::: SELECTED PASSAGE

Did you watch the ESPY’s yesterday? Yeah, me neither. Sorry, I have better things to do than watch a bunch of athletes dress nice and split hairs determining which player, coach, moment and team is just a tad bit more popular than the rest.
And thank god I didn’t have to see Brian Wilson and his more-attractive “date.”
Anyway, here at Three Up, Three Down, we watch a lot of sports. I mean…a LOT. But for all the football, basketball, hockey and soccer games we’ve taken in over the years, our baby is baseball.
So here’s my try at re-awarding every ESPY award that had baseball involved in it:
1. Best Male Athlete
MLB contender: Justin Verlander
ESPY winner: LeBron James
I love JV, but the voters got it right on this one. The other nominees for this award were Novak Djokovic and Aaron Rodgers. All four are incredible athletes and dominated their respective sports. But there is no human specimen on this planet more physically capable and immensely talented than LeBron. I truly believe LeBron could have been a power-hitting outfielder, Serena Williams clone (both in looks and tennis court presence…sorry, had to do it) or star tight end. I can’t say that any of the other three could make it in the other sports.
Jeremy’s winner: LeBron James
2. Best Championship Performance
MLB contender: David Freese
ESPY winner: LeBron James
It’s hard to argue against the voters again. But this category is definitely much more difficult. The other nominees were Eli Manning, Tony Stewart and Jonathan Quick. Because Manning had so many teammates making clutch plays around him, I’m going to back off on giving it to him. Stewart is a NASCAR driver; ’nuff said. Quick was absolutely incredible tending net for the Los Angeles Kings, but again it’s a sport where individual dominance seems more aided by your teammates than most. James and Freese both came through in hugely pressurized situation, but James did it against worse competition (by that I mean, he is so head and shoulders above other players that he SHOULD win, whereas Freese is a huge underdog). With that said, the St. Louis boy and his huge World Series performance get my vote. Perhaps the fact that the World Series occurred over 8 months ago played a role here?

::::::

### SET EXERCISE 1
List every athlete the ESPY re-awarding post names as a nominee for Best Male Athlete.
### SET EXERCISE 2
Carry on the ESPY re-awarding post from the point where it stops.

::: GIVEN INFORMATION

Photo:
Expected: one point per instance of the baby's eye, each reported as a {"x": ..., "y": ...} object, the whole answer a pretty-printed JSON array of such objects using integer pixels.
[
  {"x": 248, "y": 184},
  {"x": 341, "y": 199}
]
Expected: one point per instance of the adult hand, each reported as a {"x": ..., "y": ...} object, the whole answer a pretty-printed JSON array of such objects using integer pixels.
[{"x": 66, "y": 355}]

::::::

### REPLY 1
Justin Verlander, LeBron James, Novak Djokovic, Aaron Rodgers

### REPLY 2
Jeremy’s winner: David Freese
3. Best Record-Breaking Performance
MLB contender: Mariano Rivera
ESPY winner: Drew Brees
Okay, I get it. Brees threw for a billion yards. Very impressive, considering he had one of the most prolific offenses in recent memory around him. *Rolls eyes* Just kidding – I love Brees. But, there is no way he should have beaten out Rivera for this award. That being said, Coach K’s wins milestone is a very tough nomination (Lexi Thompson was the fourth and final nominee) to beat. Coaching is an underrated challenge, but nothing tops coming into a game in the ninth inning to secure a win in front of 40,000 people. Rivera should have gotten more respect here, and in turn, the ESPY.
Jeremy’s winner: Mariano Rivera
4. Best Game
MLB contender: Rangers vs. Cardinals, Game 6
ESPY winner: 49ers vs. Saints, NFC Divisional playoffs
I’m going to catch some heat for this. I will never forget game six. It was one of the most epic moments of my entire life as a sports fan, and I was just watching with a beer in hand and dogs at feet. I ran around the house yelling and cheering, because (as Jack Buck so aptly announced) I couldn’t believe what I just saw. BUT, I’m a 49ers fan, and our fan base was hurting for some success after finally returning to the playoffs. And with all the doubt placed on Alex Smith over the years, his throw at the end of that game made him a local hero – I’m sticking with the Red and Gold here. Please direct all hate mail to email@example.com.
Jeremy’s winner: 49ers vs. Saints, NFC Divisional playoffs
5. Best Moment
MLB contenders: Derek Jeter’s 3,000th hit OR MLB season ends with dramatic final night
ESPY winner: Tebow to Thomas, sudden death TD
This is a freakin’ travesty. There’s no other way to put it. And it just makes me hate Tim Tebow. I know it’s not Tebow’s fault that football is now more popular than baseball in our country, but you’ve got to be kidding me. Derek Jeter is one of the all-time legendary athletes, not just baseball players, in American sports history. Achieving his 3,000th hit solidified his already-being-cleared-and-buffed spot in Cooperstown. Not okay, voters. Not okay. Oh, and Bubba Watson was another nominee or whatever.
Jeremy’s winner: Derek Jeter’s 3,000th hit
6. Best Comeback Athlete
MLB contender: Johan Santana
ESPY winner: Matthew Stafford
What? Seriously? Football rules again. The other two nominees didn’t stand a chance (Maria Sharapova and Sidney Crosby – wow, there really was a shortage of good comeback stories, huh?), but Santana got snubbed. Both players came back from injury to have big seasons, but Stafford had the difficult role of dropping back and throwing a football in the general vicinity of Calvin Johnson. Santana had his arm ripped apart, repaired and stitched up. Upon returning, he no-hit one of the best offenses in baseball. Is there really an argument here?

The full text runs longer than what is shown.